YOUR OBJECTIVE: What is needed is an exact copy of the lines from the one containing "Each instance of the overcast" through the last line of the entries below, both included.

· · ·

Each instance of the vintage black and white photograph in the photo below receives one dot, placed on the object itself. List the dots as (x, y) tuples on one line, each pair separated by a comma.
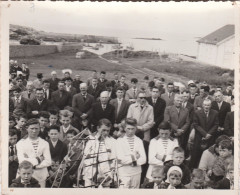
[(120, 95)]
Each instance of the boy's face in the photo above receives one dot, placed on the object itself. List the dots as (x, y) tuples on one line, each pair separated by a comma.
[(175, 180), (157, 177), (43, 122), (13, 140), (33, 131), (26, 174), (178, 158), (164, 134), (69, 137), (21, 122), (65, 121), (130, 130), (53, 119), (53, 134), (55, 165), (224, 153), (104, 130), (11, 124), (197, 182)]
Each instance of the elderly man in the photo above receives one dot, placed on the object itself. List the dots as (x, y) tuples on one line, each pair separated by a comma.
[(38, 104), (29, 93), (205, 123), (142, 111), (178, 117), (82, 102), (222, 108), (61, 98), (169, 95), (159, 106), (103, 109), (54, 81)]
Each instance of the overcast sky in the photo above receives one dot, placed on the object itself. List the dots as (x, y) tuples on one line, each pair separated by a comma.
[(123, 19)]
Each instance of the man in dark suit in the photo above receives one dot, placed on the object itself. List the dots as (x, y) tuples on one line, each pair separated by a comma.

· · ·

FINISHED EXERCISE:
Each instance of the overcast sky in the photo above receives one dot, placed on the object itself. List the dots as (x, y) tuples on one line, each pair separated by a comma.
[(123, 19)]
Each instance of the man in dark suit in the photo above receives one dot, placed on the object itself. List the dots as (x, y) tuples on one line, each pair separated by a comma.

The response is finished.